* **EXERCISE INSTRUCTIONS**: Put the lines of the records into a JSON list of strings, one string per line, leaving out blank lines and every picture.

(Pointing records)
※
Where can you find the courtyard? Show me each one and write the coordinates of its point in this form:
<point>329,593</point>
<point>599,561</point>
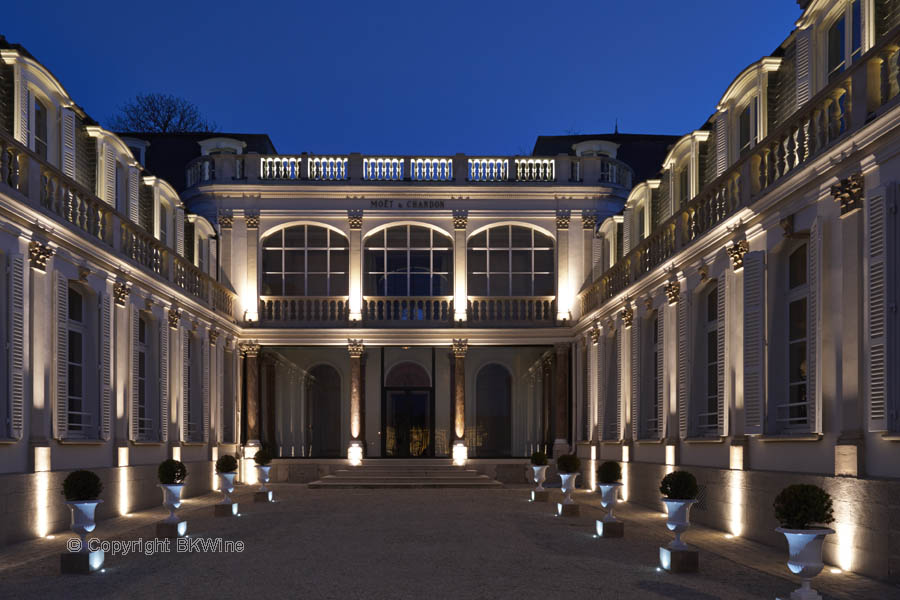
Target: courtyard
<point>419,543</point>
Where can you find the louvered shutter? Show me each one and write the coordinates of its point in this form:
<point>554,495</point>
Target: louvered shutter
<point>721,330</point>
<point>163,380</point>
<point>135,373</point>
<point>17,346</point>
<point>68,142</point>
<point>684,365</point>
<point>721,142</point>
<point>109,175</point>
<point>813,349</point>
<point>754,341</point>
<point>186,415</point>
<point>635,377</point>
<point>134,212</point>
<point>802,66</point>
<point>62,357</point>
<point>105,366</point>
<point>205,372</point>
<point>660,372</point>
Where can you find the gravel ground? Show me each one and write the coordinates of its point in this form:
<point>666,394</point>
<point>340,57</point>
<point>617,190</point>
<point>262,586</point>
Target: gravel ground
<point>425,543</point>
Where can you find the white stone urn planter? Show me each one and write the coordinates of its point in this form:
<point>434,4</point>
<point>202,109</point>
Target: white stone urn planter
<point>609,497</point>
<point>805,558</point>
<point>678,520</point>
<point>540,476</point>
<point>568,486</point>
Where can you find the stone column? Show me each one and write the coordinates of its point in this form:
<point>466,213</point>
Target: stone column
<point>354,219</point>
<point>561,400</point>
<point>250,354</point>
<point>460,294</point>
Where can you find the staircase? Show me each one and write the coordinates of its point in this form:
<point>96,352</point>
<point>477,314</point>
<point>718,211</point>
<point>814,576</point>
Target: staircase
<point>401,473</point>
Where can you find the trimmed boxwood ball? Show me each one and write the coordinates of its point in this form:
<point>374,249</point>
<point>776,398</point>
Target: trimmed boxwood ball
<point>800,505</point>
<point>609,472</point>
<point>82,485</point>
<point>679,485</point>
<point>226,464</point>
<point>262,457</point>
<point>538,459</point>
<point>171,472</point>
<point>568,463</point>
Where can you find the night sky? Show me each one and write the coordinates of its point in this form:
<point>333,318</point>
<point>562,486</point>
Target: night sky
<point>408,77</point>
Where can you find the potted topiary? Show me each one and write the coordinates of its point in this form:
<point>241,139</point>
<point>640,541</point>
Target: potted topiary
<point>226,468</point>
<point>82,491</point>
<point>609,480</point>
<point>799,508</point>
<point>568,466</point>
<point>262,458</point>
<point>171,474</point>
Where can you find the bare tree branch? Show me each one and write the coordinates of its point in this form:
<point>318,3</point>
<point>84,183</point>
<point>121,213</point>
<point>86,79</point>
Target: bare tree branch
<point>160,113</point>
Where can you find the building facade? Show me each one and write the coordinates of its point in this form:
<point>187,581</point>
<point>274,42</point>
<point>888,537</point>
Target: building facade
<point>724,301</point>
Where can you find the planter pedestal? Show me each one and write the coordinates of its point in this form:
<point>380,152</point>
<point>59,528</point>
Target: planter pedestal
<point>539,496</point>
<point>80,563</point>
<point>679,560</point>
<point>610,528</point>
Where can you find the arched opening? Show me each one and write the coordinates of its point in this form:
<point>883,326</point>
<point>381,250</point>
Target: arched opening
<point>407,412</point>
<point>324,406</point>
<point>493,404</point>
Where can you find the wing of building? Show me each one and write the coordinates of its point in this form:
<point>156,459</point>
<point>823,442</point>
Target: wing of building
<point>723,301</point>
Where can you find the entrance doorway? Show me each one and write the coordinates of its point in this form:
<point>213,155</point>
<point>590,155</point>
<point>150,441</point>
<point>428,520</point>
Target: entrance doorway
<point>407,412</point>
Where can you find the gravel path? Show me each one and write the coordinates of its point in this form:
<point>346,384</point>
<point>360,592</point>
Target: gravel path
<point>426,543</point>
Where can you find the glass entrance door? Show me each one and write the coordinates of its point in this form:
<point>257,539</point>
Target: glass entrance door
<point>408,423</point>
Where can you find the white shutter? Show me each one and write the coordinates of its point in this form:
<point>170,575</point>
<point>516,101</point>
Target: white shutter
<point>68,142</point>
<point>135,373</point>
<point>684,365</point>
<point>17,346</point>
<point>163,380</point>
<point>105,366</point>
<point>660,371</point>
<point>62,356</point>
<point>109,175</point>
<point>133,200</point>
<point>814,341</point>
<point>754,341</point>
<point>802,66</point>
<point>721,142</point>
<point>205,372</point>
<point>635,377</point>
<point>721,330</point>
<point>881,302</point>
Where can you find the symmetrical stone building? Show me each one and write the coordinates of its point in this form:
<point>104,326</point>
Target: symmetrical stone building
<point>724,302</point>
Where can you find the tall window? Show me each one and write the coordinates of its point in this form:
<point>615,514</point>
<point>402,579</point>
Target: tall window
<point>40,129</point>
<point>793,414</point>
<point>305,260</point>
<point>408,260</point>
<point>510,260</point>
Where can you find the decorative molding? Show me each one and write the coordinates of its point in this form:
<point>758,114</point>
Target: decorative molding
<point>39,253</point>
<point>356,348</point>
<point>120,293</point>
<point>354,218</point>
<point>736,252</point>
<point>849,192</point>
<point>459,347</point>
<point>460,218</point>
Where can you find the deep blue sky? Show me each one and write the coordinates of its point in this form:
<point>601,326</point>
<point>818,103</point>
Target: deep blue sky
<point>408,77</point>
※
* **SOLUTION**:
[
  "Where can you find the courtyard? Show me each one and write the coordinates of its point in this form:",
  "<point>329,593</point>",
  "<point>599,561</point>",
  "Target: courtyard",
  "<point>419,543</point>",
  "Where can you find the louvered shutter? Show me each one and write the coordinates of its point in this form:",
  "<point>554,495</point>",
  "Target: louvered shutter",
  "<point>721,330</point>",
  "<point>163,380</point>",
  "<point>135,373</point>",
  "<point>17,346</point>",
  "<point>68,142</point>",
  "<point>684,365</point>",
  "<point>721,142</point>",
  "<point>109,175</point>",
  "<point>813,349</point>",
  "<point>754,341</point>",
  "<point>186,415</point>",
  "<point>635,377</point>",
  "<point>134,212</point>",
  "<point>802,66</point>",
  "<point>62,357</point>",
  "<point>105,366</point>",
  "<point>205,372</point>",
  "<point>660,372</point>",
  "Where can you find the gravel ground? Show me each one and write the coordinates of its point in this form:",
  "<point>666,394</point>",
  "<point>340,57</point>",
  "<point>617,190</point>",
  "<point>262,586</point>",
  "Target: gravel ground",
  "<point>425,543</point>",
  "Where can you find the white stone urn planter? Show me each one and write the coordinates of its point in this form:",
  "<point>434,4</point>",
  "<point>202,109</point>",
  "Target: white stone urn planter",
  "<point>609,497</point>",
  "<point>805,558</point>",
  "<point>678,520</point>",
  "<point>540,476</point>",
  "<point>568,486</point>",
  "Where can you find the stone column? Show me each one and write the coordinates of its point in this form:",
  "<point>466,213</point>",
  "Target: stone column",
  "<point>354,219</point>",
  "<point>561,400</point>",
  "<point>250,354</point>",
  "<point>460,294</point>",
  "Where can you find the staircase? Show me each one and write the coordinates of its point in this form:",
  "<point>96,352</point>",
  "<point>477,314</point>",
  "<point>718,211</point>",
  "<point>814,576</point>",
  "Target: staircase",
  "<point>401,473</point>",
  "Where can you find the trimmed boxwood ball? Show me each one and write the coordinates of its point in this form:",
  "<point>374,249</point>",
  "<point>776,398</point>",
  "Target: trimmed boxwood ball",
  "<point>800,505</point>",
  "<point>609,472</point>",
  "<point>82,485</point>",
  "<point>679,485</point>",
  "<point>226,464</point>",
  "<point>262,457</point>",
  "<point>538,459</point>",
  "<point>171,472</point>",
  "<point>568,463</point>",
  "Where can you find the night sky? Show me each one and write the coordinates of its point in this form:",
  "<point>333,318</point>",
  "<point>562,486</point>",
  "Target: night sky",
  "<point>408,77</point>",
  "Where can you find the potted topiary? Show me each one and write the coordinates of its point in this form:",
  "<point>241,139</point>",
  "<point>640,541</point>",
  "Target: potted topiary",
  "<point>226,468</point>",
  "<point>82,491</point>",
  "<point>609,480</point>",
  "<point>799,508</point>",
  "<point>568,466</point>",
  "<point>262,458</point>",
  "<point>171,474</point>",
  "Where can you find the bare tree branch? Show me each one and write the coordinates of its point in this form:",
  "<point>318,3</point>",
  "<point>84,183</point>",
  "<point>121,213</point>",
  "<point>86,79</point>",
  "Target: bare tree branch",
  "<point>160,113</point>",
  "Where can you find the building facade? Show me each one and write the coordinates of its point in this form:",
  "<point>187,581</point>",
  "<point>274,42</point>",
  "<point>888,537</point>",
  "Target: building facade",
  "<point>724,301</point>",
  "Where can you find the planter pedestal? Show me each one and write the coordinates of its point in this form:",
  "<point>380,152</point>",
  "<point>59,528</point>",
  "Target: planter pedestal",
  "<point>539,496</point>",
  "<point>80,563</point>",
  "<point>679,560</point>",
  "<point>610,528</point>",
  "Where can you find the arched opening? Show me each one and write the coordinates of its point in this form:",
  "<point>883,326</point>",
  "<point>381,250</point>",
  "Target: arched opening",
  "<point>407,412</point>",
  "<point>324,406</point>",
  "<point>493,404</point>",
  "Where can you find the wing of building? Show me each one and write the coordinates of its point in this form:",
  "<point>156,459</point>",
  "<point>823,442</point>",
  "Target: wing of building",
  "<point>723,301</point>",
  "Where can you find the entrance doorway? Show me each one and write the coordinates of its point in this form:",
  "<point>213,155</point>",
  "<point>590,155</point>",
  "<point>150,441</point>",
  "<point>428,520</point>",
  "Target: entrance doorway",
  "<point>407,412</point>",
  "Where can you find the gravel path? Show me each one and write the coordinates of its point in this form:",
  "<point>346,384</point>",
  "<point>360,592</point>",
  "Target: gravel path",
  "<point>426,543</point>",
  "Where can you find the glass entrance door? Show me each one and write the coordinates of its point in this form:",
  "<point>257,539</point>",
  "Target: glass entrance door",
  "<point>408,423</point>",
  "Where can you find the white shutter? Show me each one and write the coordinates of its point in this form:",
  "<point>170,575</point>",
  "<point>516,101</point>",
  "Target: white shutter",
  "<point>68,142</point>",
  "<point>135,373</point>",
  "<point>684,365</point>",
  "<point>17,346</point>",
  "<point>163,380</point>",
  "<point>105,366</point>",
  "<point>660,371</point>",
  "<point>62,356</point>",
  "<point>109,175</point>",
  "<point>133,200</point>",
  "<point>814,341</point>",
  "<point>754,341</point>",
  "<point>802,66</point>",
  "<point>721,142</point>",
  "<point>205,372</point>",
  "<point>635,377</point>",
  "<point>721,330</point>",
  "<point>881,302</point>",
  "Where can you find the symmetrical stone building? Show me each one and write the coordinates of its point in this form:",
  "<point>104,326</point>",
  "Target: symmetrical stone building",
  "<point>724,302</point>",
  "Where can you find the tall window? Show me each one and write the coordinates of its point in this form:",
  "<point>615,514</point>",
  "<point>402,579</point>",
  "Target: tall window",
  "<point>40,129</point>",
  "<point>793,414</point>",
  "<point>305,260</point>",
  "<point>408,260</point>",
  "<point>510,260</point>",
  "Where can you find the decorative molding? Show me each one and write the coordinates of its point in this form:",
  "<point>758,114</point>",
  "Target: decorative molding",
  "<point>39,253</point>",
  "<point>356,348</point>",
  "<point>120,293</point>",
  "<point>354,218</point>",
  "<point>736,252</point>",
  "<point>849,192</point>",
  "<point>459,347</point>",
  "<point>460,218</point>",
  "Where can you find the deep blue sky? Show me each one and write the coordinates of its point in this form:",
  "<point>601,326</point>",
  "<point>818,103</point>",
  "Target: deep blue sky",
  "<point>408,77</point>"
]